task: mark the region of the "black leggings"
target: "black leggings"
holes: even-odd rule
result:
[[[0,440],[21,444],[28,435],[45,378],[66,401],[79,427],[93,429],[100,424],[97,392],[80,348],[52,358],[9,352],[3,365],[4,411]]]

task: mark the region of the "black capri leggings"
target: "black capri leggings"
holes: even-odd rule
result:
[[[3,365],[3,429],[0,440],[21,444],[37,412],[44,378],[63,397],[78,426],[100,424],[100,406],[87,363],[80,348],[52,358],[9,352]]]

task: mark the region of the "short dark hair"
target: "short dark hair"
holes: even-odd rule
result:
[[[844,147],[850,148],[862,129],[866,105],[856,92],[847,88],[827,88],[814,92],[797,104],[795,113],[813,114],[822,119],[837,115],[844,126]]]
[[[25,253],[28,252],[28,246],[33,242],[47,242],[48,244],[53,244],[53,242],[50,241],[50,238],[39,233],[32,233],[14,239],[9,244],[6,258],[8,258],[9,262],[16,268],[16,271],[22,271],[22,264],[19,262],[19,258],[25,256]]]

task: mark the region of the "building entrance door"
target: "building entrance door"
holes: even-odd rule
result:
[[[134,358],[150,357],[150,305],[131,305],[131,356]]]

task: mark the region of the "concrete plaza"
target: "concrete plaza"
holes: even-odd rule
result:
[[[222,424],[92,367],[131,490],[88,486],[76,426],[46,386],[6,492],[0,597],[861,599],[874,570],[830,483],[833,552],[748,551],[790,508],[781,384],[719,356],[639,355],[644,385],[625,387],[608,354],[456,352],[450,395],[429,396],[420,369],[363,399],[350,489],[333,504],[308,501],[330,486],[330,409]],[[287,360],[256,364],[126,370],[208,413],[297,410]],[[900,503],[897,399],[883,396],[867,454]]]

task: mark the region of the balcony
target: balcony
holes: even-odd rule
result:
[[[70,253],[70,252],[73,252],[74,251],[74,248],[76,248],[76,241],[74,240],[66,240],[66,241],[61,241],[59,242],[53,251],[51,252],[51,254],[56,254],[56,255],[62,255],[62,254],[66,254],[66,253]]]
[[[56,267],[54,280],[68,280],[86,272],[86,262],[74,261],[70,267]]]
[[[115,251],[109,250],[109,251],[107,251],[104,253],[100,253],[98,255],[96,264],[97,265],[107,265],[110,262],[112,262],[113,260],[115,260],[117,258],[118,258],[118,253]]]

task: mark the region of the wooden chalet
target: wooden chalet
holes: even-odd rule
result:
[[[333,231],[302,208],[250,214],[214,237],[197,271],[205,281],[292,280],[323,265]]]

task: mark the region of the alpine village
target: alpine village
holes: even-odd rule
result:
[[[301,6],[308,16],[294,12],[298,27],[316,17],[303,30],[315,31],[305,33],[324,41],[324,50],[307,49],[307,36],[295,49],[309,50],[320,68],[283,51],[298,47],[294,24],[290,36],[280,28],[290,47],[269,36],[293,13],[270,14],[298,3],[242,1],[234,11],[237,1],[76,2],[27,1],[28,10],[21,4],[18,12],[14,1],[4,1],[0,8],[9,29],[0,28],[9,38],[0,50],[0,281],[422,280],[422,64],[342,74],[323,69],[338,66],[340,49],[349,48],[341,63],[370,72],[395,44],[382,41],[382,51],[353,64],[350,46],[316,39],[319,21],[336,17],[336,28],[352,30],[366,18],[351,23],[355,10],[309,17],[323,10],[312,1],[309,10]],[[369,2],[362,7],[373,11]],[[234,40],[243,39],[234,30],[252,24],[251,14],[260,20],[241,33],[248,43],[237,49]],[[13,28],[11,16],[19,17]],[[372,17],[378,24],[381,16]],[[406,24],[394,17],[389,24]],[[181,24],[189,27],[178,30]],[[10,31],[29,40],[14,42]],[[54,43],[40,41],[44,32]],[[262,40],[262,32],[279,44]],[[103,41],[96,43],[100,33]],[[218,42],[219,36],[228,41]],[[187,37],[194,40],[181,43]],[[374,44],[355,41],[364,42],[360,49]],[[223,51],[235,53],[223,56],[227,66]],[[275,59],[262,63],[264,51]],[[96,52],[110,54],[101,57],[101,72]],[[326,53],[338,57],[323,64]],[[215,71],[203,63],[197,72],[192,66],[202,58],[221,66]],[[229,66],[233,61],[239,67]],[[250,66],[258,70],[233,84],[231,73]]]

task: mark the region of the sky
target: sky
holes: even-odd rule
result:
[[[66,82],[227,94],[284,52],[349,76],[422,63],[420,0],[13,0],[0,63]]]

• [Aim]: Copy out every line of the material above, leaving each one unchanged.

• [Output below]:
task: mark the region of the "black leggings"
target: "black leggings"
holes: even-odd rule
result:
[[[0,440],[21,444],[28,435],[45,378],[66,401],[79,427],[93,429],[100,424],[97,392],[80,348],[52,358],[9,352],[3,365],[4,411]]]

task: mark the region of the "black capri leggings"
target: "black capri leggings"
holes: even-odd rule
result:
[[[3,365],[3,429],[0,440],[21,444],[37,412],[44,378],[63,397],[78,426],[100,424],[100,406],[87,363],[80,348],[52,358],[9,352]]]

task: mark the region of the "short dark hair"
target: "short dark hair"
holes: even-odd rule
result:
[[[844,147],[850,148],[862,129],[866,105],[856,92],[847,88],[827,88],[814,92],[797,104],[795,113],[813,114],[822,119],[837,115],[844,126]]]
[[[25,253],[28,252],[28,246],[33,242],[47,242],[48,244],[53,244],[53,242],[50,241],[50,238],[39,233],[32,233],[14,239],[9,244],[6,258],[8,258],[9,262],[16,268],[16,271],[22,271],[22,264],[19,262],[19,258],[25,256]]]

task: mark the region of the "building entrance door"
target: "building entrance door"
holes: even-odd rule
result:
[[[134,358],[150,357],[150,305],[131,305],[131,356]]]

task: mark the region of the "concrete plaza"
target: "concrete plaza"
holes: even-odd rule
result:
[[[222,424],[92,367],[131,490],[88,486],[76,426],[46,386],[6,492],[0,597],[861,599],[874,570],[830,483],[833,552],[748,551],[790,508],[781,384],[719,356],[639,355],[644,385],[625,387],[608,354],[456,352],[450,395],[429,396],[420,369],[363,399],[350,489],[333,504],[308,501],[330,486],[330,409]],[[287,360],[256,364],[126,370],[208,413],[297,410]],[[900,503],[897,399],[883,396],[867,454]]]

task: mark the region of the balcony
target: balcony
holes: even-odd rule
result:
[[[70,253],[70,252],[73,252],[74,251],[74,248],[76,248],[76,241],[74,240],[66,240],[66,241],[61,241],[59,242],[53,251],[51,252],[51,254],[56,254],[56,255],[62,255],[62,254],[66,254],[66,253]]]
[[[56,267],[54,280],[68,280],[86,272],[86,262],[74,261],[70,267]]]
[[[115,251],[109,250],[109,251],[107,251],[104,253],[100,253],[98,255],[96,264],[97,265],[107,265],[110,262],[112,262],[113,260],[115,260],[117,258],[118,258],[118,253]]]

task: mark the region of the wooden chalet
target: wooden chalet
holes: even-odd rule
result:
[[[333,231],[302,208],[250,214],[214,237],[197,271],[205,281],[292,280],[323,265]]]

task: mark the region of the alpine village
target: alpine village
holes: even-odd rule
result:
[[[301,6],[308,16],[294,12],[298,27],[316,17],[303,30],[315,31],[305,33],[324,41],[324,50],[307,49],[307,36],[295,49],[309,50],[320,68],[283,51],[298,47],[294,24],[290,36],[280,28],[290,47],[269,36],[293,13],[270,14],[298,3],[242,1],[234,11],[237,1],[76,2],[27,1],[28,10],[21,4],[18,12],[14,1],[4,1],[0,8],[9,29],[0,28],[9,38],[0,50],[0,281],[422,280],[422,64],[342,74],[323,69],[338,66],[340,49],[349,48],[341,63],[370,72],[395,44],[382,41],[382,51],[353,64],[350,46],[316,39],[319,21],[336,17],[336,28],[352,30],[366,18],[351,23],[355,10],[309,17],[323,10],[312,1],[309,10]],[[369,2],[362,7],[373,11]],[[234,40],[243,39],[234,30],[252,24],[251,14],[260,20],[241,33],[248,43],[237,49]],[[13,28],[11,16],[19,17]],[[372,17],[378,24],[381,16]],[[406,24],[394,17],[389,24]],[[181,24],[189,27],[178,30]],[[10,31],[29,40],[14,42]],[[54,43],[40,41],[44,32]],[[262,40],[262,32],[279,44]],[[103,41],[96,43],[100,33]],[[218,42],[219,36],[228,41]],[[187,37],[194,40],[181,43]],[[374,44],[355,41],[364,42],[360,49]],[[223,51],[235,53],[223,56],[227,66]],[[275,59],[262,63],[264,51]],[[96,52],[110,54],[101,57],[101,72]],[[326,53],[338,57],[323,64]],[[215,71],[203,63],[197,72],[192,66],[202,58],[221,66]],[[229,66],[233,61],[239,67]],[[250,66],[258,70],[233,84],[231,73]]]

task: mark the region of the sky
target: sky
holes: even-odd rule
result:
[[[66,82],[227,94],[284,52],[349,76],[422,63],[420,0],[13,0],[0,63]]]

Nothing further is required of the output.